* [THE EXERCISE] Revise the records below by replacing every "put a dot on" with "mark". Leave everything else unchanged.

[Start of PROVIDED DATA]

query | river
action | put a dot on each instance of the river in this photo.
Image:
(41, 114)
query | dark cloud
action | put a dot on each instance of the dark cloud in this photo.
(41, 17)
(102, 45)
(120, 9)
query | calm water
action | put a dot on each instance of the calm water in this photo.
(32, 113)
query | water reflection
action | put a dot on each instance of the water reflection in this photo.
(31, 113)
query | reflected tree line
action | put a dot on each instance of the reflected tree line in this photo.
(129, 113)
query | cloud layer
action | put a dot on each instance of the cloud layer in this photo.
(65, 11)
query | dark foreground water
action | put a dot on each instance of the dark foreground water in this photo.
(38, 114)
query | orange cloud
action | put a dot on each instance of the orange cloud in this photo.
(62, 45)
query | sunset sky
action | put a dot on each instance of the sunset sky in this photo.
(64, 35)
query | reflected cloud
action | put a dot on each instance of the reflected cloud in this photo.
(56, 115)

[End of PROVIDED DATA]

* [ANSWER IN FULL]
query | river
action | mark each instance of the river in this photo.
Image:
(41, 114)
query | dark cloud
action | mark each instance of the dark cloud in this photo.
(41, 17)
(102, 45)
(120, 9)
query | calm water
action | mark each instance of the calm water in this photo.
(32, 113)
query | water reflection
action | mark each instance of the water reflection in this photo.
(31, 113)
query | reflected tree line
action | mark each instance of the reflected tree line in this photo.
(129, 113)
query | cloud layer
action | mark each instance of the cloud layer in this photo.
(65, 11)
query | dark foreground water
action | mark each instance of the dark foreground water in this photo.
(38, 114)
query | orange cloud
action | mark each instance of the orange cloud in this photo.
(62, 45)
query | sunset sky
action | mark each instance of the sunset sky in this photo.
(64, 35)
query | reflected cloud
action | mark each instance of the reflected cloud in this photo.
(56, 115)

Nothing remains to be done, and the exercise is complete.